▶ TASK BRIEF
Could you transcribe every record below exactly as written, excluding the pictures?

▶ INFORMATION SUPPLIED
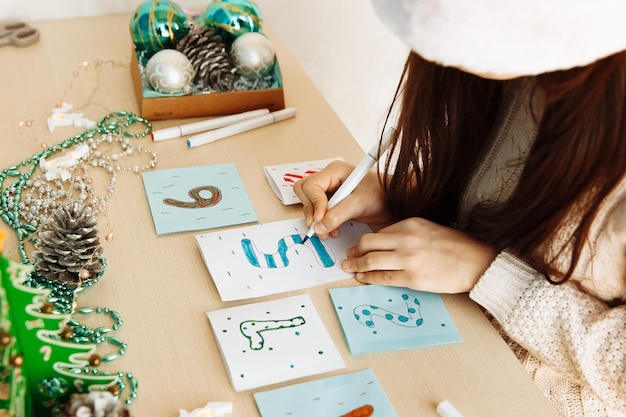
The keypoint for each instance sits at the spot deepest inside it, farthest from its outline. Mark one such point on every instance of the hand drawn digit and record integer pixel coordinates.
(291, 178)
(363, 411)
(252, 329)
(198, 200)
(279, 258)
(365, 313)
(46, 350)
(78, 384)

▶ YOUR RESPONSE
The keypoint for each instance sits at the spot deepest inside it, farthest from its outline. Mark one such point on every instance of the hand drawn digit and record integer pixel coordinates.
(291, 178)
(363, 411)
(252, 329)
(198, 200)
(279, 258)
(365, 313)
(46, 350)
(78, 384)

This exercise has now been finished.